══ EXCERPT TO READ

Shoulder Pain: Fat Or Fiction? - Page #1

Author: Justin Mark Young, MD
Co Author #1: Arthur A. Islas, MD, MPH, FAWM
Co Author #2: Justin M. Wright, MD
Editor: Kristopher Fayock, MD

Patient Presentation:
A 67 year-old, left-handed fly-fisherman with no significant past medical history complains of left shoulder pain. He notes associated left arm weakness and cannot cast his fishing rod due to pain. There is difficulty raising his arm above his shoulder and lifting light weights causes pain over his lateral shoulder. He initially presented to his PCP for this pain, but when rest, NSAIDs, and physical therapy did not improve his pain, the PCP consulted Sports Medicine. The patient thinks his pain started when he fell from a six foot ladder four months prior. He went to the ER at that time and x-rays were negative for fracture. He is still undergoing physical therapy. He has noticed a lump on his left arm, proximal to the lateral elbow, but thinks this has been there for at least a year. This lump is similar to one that he has noticed on his back for years. He denies numbness, tingling, or recent weight loss.

Past medical history:
Controlled hypertension for more than 5 years

Medications: telmisartan, esomeprazole, aspirin

Physical Exam:
Normal vital signs.
Heart - regular rate and rhythm.

════

__WORK INSTRUCTION A__
List every medication named in the shoulder pain case.
__WORK INSTRUCTION B__
In the shoulder pain case, from what height did the patient fall?
__WORK INSTRUCTION C__
Carry on the shoulder pain case from its last line.
The rows that come next have no connection to the shoulder pain case.

══ RECORDS SUPPLIED

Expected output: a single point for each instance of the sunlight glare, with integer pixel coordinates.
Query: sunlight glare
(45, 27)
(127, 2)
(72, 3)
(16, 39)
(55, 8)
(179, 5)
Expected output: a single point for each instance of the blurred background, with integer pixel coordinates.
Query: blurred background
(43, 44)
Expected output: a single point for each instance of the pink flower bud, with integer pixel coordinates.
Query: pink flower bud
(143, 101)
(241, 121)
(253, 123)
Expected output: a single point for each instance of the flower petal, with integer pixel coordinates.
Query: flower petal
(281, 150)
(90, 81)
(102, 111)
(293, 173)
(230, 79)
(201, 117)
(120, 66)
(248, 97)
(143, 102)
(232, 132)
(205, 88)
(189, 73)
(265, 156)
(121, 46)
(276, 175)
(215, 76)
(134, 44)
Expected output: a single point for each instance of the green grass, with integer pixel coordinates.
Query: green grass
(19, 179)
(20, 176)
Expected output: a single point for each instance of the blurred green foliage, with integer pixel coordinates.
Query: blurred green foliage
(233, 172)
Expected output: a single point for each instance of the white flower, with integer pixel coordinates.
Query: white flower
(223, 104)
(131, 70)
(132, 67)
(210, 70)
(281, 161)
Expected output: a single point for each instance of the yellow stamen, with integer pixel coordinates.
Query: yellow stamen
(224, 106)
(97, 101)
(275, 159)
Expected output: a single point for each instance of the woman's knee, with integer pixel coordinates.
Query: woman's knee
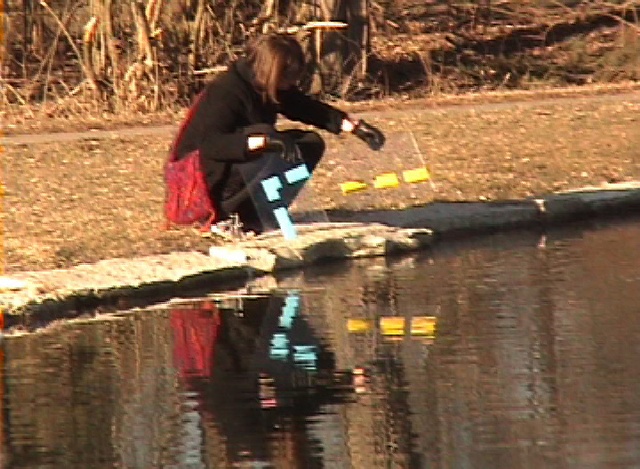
(312, 145)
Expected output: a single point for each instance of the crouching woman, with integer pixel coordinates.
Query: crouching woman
(230, 132)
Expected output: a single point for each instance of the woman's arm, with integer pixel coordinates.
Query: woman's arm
(297, 106)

════

__EXERCISE OUTPUT A__
telmisartan, esomeprazole, aspirin

__EXERCISE OUTPUT B__
He fell from a six foot ladder.

__EXERCISE OUTPUT C__
Lungs - clear to auscultation

The patient has normal posture.
There is a mass over the left proximal lateral elbow, in the region of the brachioradialis. There is no pain with palpation. The mass is fixed and rubbery in texture. The left arm is larger than the right. Case Photo #1

On examination of the left shoulder, the patient has full abduction, forward flexion, horizontal flexion, internal rotation, and external rotation. However, with full flexion of the arm he reports pain over the brachioradialis. The same pain is reported with supination. The left shoulder is nontender.

In the left arm, there is 5/5 strength in abduction (empty and full can), external rotation, and internal rotation. Hawkin's and Neer's tests are negative. O'Brien's is negative. Yergeson's does cause pain over the lateral upper arm. Speed's test causes pain only with motion in full extension.